§ **Exercise instructions**
List every line in the listing below that contains the string "surface". Matching is case-sensitive.

§ **Record set**
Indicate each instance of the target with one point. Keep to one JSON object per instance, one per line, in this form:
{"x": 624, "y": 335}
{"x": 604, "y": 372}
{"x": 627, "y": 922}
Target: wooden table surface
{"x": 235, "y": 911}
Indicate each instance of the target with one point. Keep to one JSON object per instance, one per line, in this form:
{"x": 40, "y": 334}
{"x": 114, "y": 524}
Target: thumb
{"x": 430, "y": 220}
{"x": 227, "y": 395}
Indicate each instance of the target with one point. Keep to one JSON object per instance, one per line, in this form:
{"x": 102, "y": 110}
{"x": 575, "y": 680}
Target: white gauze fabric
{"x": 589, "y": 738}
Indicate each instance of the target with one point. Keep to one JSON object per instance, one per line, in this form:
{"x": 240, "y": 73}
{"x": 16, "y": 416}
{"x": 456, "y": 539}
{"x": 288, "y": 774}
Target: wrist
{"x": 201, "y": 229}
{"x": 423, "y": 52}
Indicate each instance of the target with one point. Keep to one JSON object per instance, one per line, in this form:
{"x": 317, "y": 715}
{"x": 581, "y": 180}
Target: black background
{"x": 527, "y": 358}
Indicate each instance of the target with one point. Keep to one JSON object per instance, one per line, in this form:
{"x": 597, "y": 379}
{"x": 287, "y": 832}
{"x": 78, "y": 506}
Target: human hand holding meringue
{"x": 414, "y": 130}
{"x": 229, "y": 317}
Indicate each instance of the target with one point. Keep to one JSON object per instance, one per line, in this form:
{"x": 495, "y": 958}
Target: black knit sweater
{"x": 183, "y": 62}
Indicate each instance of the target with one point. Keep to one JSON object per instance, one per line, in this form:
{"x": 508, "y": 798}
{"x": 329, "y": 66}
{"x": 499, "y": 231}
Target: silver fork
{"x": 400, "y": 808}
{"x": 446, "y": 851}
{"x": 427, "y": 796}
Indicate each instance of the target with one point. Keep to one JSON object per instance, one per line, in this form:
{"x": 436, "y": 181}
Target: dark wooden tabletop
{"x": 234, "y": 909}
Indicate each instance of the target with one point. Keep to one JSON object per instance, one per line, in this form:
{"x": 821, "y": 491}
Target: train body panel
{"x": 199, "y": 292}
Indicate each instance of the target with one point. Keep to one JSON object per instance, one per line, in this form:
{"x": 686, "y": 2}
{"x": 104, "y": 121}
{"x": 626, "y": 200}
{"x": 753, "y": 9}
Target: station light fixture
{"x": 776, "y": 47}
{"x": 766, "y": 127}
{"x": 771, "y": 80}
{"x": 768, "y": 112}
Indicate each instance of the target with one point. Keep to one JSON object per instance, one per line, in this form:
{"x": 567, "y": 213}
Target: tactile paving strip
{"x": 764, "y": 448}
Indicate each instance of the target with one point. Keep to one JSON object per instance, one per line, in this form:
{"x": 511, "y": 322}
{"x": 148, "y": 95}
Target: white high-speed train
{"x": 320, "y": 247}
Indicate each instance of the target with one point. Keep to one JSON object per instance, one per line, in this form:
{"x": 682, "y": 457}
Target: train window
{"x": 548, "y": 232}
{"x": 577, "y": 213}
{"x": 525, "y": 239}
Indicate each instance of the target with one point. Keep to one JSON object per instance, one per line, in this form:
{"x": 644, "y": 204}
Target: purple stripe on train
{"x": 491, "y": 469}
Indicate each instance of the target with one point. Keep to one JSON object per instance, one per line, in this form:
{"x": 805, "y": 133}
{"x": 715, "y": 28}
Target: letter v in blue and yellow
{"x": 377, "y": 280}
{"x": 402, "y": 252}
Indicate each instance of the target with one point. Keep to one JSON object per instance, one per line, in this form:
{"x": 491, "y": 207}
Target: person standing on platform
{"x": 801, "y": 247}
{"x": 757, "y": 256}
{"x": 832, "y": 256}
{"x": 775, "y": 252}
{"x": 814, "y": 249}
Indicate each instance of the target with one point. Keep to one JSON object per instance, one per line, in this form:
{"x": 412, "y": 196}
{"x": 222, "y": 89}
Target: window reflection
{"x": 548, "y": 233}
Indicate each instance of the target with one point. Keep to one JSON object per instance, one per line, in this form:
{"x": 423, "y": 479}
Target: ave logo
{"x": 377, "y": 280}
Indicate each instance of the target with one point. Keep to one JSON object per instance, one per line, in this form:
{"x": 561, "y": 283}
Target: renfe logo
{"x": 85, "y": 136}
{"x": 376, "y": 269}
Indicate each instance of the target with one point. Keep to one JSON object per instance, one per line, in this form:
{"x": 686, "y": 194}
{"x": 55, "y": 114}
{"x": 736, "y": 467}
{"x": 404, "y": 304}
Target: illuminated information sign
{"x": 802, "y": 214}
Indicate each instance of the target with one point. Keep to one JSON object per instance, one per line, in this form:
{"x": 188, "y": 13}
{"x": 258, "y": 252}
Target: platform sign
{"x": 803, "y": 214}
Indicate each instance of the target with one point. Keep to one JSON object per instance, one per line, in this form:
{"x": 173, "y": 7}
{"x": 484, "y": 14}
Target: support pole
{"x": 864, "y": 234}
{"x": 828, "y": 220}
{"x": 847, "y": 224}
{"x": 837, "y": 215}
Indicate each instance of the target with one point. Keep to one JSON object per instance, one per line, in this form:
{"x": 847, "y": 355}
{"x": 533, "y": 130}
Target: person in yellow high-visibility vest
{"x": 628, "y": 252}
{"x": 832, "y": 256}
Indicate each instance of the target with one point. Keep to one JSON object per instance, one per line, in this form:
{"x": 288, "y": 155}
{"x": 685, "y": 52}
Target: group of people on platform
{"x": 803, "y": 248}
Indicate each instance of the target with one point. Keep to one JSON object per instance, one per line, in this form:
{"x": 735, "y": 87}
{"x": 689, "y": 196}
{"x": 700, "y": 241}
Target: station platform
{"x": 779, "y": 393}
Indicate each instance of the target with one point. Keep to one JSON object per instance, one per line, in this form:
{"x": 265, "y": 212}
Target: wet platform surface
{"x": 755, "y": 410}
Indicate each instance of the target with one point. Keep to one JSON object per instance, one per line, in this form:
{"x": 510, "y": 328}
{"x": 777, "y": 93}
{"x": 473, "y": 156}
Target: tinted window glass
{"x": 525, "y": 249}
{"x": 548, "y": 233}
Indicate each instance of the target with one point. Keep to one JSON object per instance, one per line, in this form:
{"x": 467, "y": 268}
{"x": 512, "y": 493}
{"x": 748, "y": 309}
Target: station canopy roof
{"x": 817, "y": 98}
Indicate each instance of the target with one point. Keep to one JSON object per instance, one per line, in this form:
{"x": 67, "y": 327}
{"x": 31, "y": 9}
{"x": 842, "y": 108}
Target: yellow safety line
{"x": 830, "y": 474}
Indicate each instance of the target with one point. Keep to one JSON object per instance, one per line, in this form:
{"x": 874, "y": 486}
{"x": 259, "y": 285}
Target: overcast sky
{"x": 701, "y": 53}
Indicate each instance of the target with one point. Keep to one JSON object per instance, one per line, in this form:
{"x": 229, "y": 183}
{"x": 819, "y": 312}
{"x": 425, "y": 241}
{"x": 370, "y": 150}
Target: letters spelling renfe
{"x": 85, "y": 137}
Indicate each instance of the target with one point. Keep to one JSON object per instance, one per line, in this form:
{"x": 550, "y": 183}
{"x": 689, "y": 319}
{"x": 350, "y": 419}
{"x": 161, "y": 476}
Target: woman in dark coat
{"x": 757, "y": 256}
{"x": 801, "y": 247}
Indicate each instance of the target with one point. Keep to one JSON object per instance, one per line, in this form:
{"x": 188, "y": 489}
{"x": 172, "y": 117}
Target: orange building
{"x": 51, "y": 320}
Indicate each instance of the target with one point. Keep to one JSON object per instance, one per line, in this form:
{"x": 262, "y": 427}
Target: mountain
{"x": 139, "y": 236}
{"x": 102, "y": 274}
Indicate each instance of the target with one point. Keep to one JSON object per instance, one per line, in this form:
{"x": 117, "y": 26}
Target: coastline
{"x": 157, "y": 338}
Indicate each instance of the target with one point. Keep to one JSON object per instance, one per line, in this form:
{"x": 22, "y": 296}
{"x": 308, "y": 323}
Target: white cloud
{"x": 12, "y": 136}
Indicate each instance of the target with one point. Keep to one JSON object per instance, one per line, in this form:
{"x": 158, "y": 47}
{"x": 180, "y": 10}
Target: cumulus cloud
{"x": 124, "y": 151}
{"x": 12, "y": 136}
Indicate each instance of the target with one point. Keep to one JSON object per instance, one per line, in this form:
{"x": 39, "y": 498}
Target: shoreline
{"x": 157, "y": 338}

§ **Answer to the exercise**
Target: wooden table surface
Target: wet platform surface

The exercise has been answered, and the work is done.